▸ **Given request**
Reproduce the material from the line containing "Reviewer note: see that each instance of the window in" through the end of the material, inclusive, with the requests included. Offset every x and y coordinate in the answers by -69, and leave the coordinates within the requests unchanged.

(Object location annotation data)
########################################
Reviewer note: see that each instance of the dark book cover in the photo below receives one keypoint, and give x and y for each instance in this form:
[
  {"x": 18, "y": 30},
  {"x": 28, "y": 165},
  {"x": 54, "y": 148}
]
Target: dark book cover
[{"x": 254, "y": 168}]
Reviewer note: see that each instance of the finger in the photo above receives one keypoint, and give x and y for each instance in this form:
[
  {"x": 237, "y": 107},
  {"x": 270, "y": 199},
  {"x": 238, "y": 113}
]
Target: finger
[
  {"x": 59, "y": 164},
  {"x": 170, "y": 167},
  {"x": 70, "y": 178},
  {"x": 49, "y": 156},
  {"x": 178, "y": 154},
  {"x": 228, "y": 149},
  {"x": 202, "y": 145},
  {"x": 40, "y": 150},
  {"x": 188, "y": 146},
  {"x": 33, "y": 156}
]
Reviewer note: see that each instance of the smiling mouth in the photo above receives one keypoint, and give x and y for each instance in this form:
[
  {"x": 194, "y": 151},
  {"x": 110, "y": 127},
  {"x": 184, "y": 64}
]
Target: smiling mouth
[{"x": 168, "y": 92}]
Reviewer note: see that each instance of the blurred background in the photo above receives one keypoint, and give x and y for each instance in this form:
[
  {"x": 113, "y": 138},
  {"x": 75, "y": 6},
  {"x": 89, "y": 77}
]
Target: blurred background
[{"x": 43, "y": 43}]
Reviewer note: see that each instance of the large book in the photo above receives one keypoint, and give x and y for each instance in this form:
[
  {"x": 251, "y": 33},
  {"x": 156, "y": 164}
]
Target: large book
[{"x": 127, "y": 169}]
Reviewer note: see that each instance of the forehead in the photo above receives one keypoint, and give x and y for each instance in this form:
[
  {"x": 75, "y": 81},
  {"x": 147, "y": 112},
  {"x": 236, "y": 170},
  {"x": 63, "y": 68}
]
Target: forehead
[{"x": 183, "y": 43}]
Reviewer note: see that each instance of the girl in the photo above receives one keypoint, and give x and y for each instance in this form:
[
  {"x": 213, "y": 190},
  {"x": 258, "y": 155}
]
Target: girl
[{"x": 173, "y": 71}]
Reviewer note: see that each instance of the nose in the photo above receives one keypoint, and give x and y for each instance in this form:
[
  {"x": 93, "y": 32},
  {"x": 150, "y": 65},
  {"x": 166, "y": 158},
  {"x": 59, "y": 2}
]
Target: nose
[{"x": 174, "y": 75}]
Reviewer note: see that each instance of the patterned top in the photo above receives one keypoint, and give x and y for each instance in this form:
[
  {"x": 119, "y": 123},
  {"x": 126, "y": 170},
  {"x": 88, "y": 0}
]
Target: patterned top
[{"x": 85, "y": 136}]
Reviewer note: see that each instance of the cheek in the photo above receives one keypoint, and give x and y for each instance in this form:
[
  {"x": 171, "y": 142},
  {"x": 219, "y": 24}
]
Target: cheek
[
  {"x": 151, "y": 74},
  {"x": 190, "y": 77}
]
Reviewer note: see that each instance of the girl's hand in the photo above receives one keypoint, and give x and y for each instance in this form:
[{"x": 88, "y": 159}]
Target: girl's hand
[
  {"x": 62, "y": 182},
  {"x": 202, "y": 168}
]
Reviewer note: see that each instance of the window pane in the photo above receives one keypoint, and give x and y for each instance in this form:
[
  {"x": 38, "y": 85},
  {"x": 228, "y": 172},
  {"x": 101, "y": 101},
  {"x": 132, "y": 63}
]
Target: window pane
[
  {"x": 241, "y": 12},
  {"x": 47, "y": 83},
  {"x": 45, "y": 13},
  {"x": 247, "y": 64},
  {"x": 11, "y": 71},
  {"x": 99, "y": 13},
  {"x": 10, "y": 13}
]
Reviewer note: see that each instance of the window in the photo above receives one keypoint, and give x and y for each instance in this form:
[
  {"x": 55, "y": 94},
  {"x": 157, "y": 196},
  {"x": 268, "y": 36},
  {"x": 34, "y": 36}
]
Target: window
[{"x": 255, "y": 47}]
########################################
▸ **Problem solution**
Reviewer note: see that each instance of the window in the photo above receives one keypoint, and give x and y for each instance in this form:
[
  {"x": 55, "y": 94},
  {"x": 157, "y": 196},
  {"x": 268, "y": 36},
  {"x": 34, "y": 36}
]
Target: window
[{"x": 186, "y": -22}]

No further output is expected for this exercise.